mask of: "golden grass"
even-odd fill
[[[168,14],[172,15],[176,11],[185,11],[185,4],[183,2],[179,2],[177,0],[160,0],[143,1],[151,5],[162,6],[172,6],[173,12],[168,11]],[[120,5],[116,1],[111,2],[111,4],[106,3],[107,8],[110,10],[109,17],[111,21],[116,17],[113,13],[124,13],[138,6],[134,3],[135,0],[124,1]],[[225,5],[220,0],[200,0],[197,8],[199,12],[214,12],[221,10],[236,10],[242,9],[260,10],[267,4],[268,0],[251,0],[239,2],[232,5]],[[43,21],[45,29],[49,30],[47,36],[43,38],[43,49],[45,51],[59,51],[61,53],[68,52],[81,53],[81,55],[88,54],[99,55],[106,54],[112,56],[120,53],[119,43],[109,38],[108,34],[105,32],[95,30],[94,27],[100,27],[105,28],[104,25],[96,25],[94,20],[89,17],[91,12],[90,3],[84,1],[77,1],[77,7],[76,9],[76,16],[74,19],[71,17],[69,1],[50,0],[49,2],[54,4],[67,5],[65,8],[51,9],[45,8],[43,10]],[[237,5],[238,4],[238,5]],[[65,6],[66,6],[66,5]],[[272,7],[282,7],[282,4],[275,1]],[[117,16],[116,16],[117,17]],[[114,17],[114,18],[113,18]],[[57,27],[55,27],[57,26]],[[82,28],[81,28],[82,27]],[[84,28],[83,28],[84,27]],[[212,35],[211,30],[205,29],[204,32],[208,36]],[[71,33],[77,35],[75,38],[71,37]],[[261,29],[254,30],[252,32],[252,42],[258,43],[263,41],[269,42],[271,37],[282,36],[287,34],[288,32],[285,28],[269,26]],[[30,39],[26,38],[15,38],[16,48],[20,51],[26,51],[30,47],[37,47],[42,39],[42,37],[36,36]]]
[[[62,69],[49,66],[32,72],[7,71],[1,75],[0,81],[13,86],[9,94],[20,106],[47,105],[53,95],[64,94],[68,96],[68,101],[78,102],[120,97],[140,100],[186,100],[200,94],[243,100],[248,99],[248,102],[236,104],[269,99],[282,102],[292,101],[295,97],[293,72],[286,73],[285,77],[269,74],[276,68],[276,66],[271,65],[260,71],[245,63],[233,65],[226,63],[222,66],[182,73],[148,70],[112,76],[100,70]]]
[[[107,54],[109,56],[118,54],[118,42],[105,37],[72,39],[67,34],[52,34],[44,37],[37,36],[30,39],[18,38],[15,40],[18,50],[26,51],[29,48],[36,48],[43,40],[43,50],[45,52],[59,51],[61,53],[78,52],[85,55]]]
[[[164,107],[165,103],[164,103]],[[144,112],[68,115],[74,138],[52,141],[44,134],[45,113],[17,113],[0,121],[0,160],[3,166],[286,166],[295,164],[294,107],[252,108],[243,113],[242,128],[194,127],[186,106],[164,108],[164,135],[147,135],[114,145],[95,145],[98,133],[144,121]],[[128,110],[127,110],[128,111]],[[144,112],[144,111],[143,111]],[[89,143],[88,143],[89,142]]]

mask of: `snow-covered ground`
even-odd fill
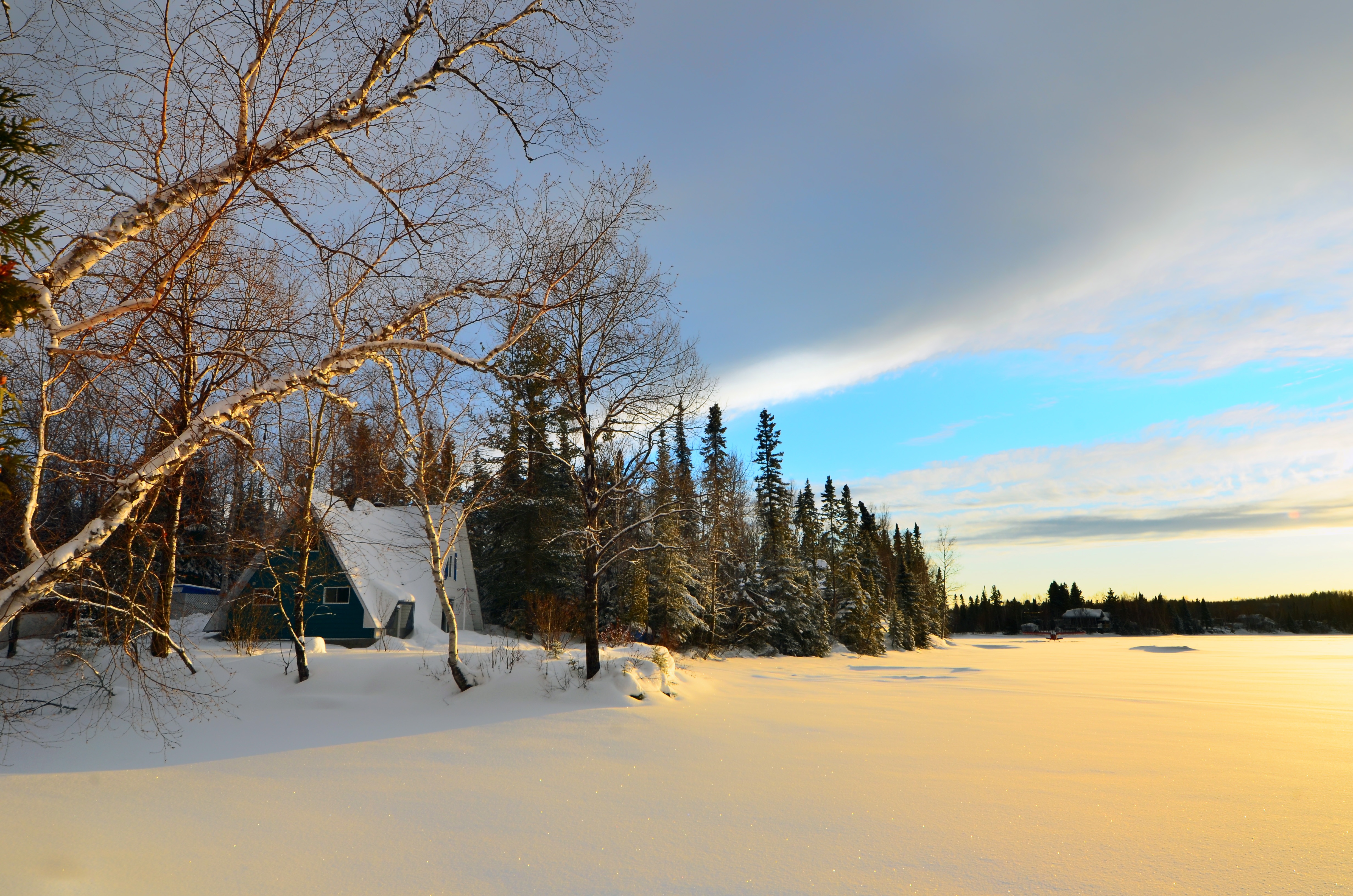
[[[15,746],[3,885],[1353,893],[1353,637],[687,659],[672,697],[647,648],[547,689],[538,648],[509,674],[469,640],[465,694],[436,652],[331,650],[306,685],[218,654],[237,705],[168,755]]]

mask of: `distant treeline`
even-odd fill
[[[1068,609],[1088,606],[1109,613],[1118,635],[1203,635],[1226,629],[1284,632],[1353,632],[1353,591],[1275,594],[1233,601],[1169,600],[1164,594],[1120,596],[1109,589],[1103,600],[1086,600],[1073,582],[1053,582],[1040,600],[1004,600],[1000,589],[980,597],[959,596],[951,610],[955,632],[1017,632],[1024,623],[1051,625]]]

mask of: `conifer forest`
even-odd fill
[[[1214,7],[0,3],[0,888],[1349,892],[1353,5]]]

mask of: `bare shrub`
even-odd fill
[[[564,648],[568,647],[572,632],[578,628],[578,608],[572,601],[538,591],[525,594],[524,601],[526,613],[530,616],[530,625],[536,629],[540,646],[545,648],[545,655],[549,659],[559,659],[564,655]]]

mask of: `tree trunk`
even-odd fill
[[[583,640],[587,644],[587,678],[601,671],[601,636],[597,628],[601,609],[598,559],[597,550],[591,547],[583,555]]]
[[[306,639],[296,639],[296,684],[310,679],[310,666],[306,663]]]
[[[179,575],[179,521],[183,517],[183,478],[187,471],[180,471],[173,489],[172,503],[169,505],[169,527],[165,533],[166,550],[165,574],[160,579],[160,594],[150,609],[150,621],[156,631],[150,635],[150,655],[169,655],[169,614],[173,605],[173,581]]]
[[[440,545],[440,541],[434,544]],[[456,681],[456,686],[465,692],[474,688],[475,682],[460,669],[460,620],[456,619],[456,608],[446,594],[446,579],[441,574],[440,563],[433,568],[433,581],[437,583],[437,596],[441,597],[441,612],[446,614],[446,665],[451,666],[451,677]]]

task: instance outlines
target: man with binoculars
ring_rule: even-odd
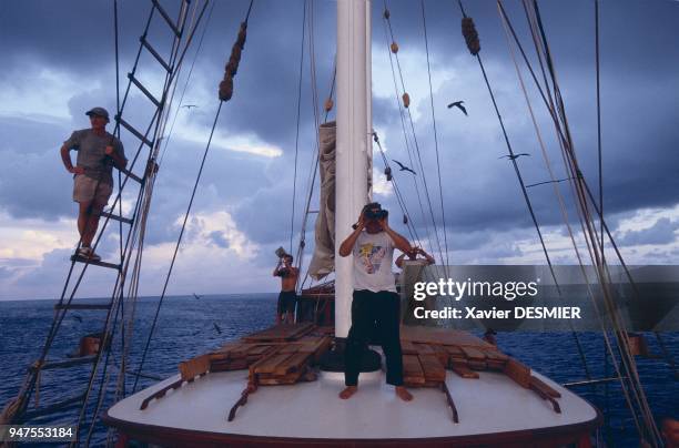
[[[387,217],[388,212],[378,203],[367,204],[338,251],[341,256],[354,255],[352,327],[344,356],[346,388],[340,394],[343,399],[357,390],[361,357],[375,325],[386,357],[387,384],[396,386],[396,395],[404,401],[413,399],[403,386],[401,301],[392,274],[394,248],[411,252],[411,244],[389,227]]]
================
» **WRITTEN REQUEST**:
Reproduce every line from the one containing "task: instance outlines" down to the last line of the rows, including both ends. Leave the picture out of your copy.

» **FINISHED ANSWER**:
task: instance outlines
target: man with binoculars
ring_rule: even-odd
[[[387,217],[388,212],[378,203],[367,204],[338,251],[341,256],[354,255],[352,327],[344,356],[346,388],[340,394],[343,399],[357,390],[361,357],[375,325],[386,357],[387,384],[396,386],[396,395],[404,401],[413,399],[403,386],[401,301],[392,274],[394,248],[411,252],[411,244],[389,227]]]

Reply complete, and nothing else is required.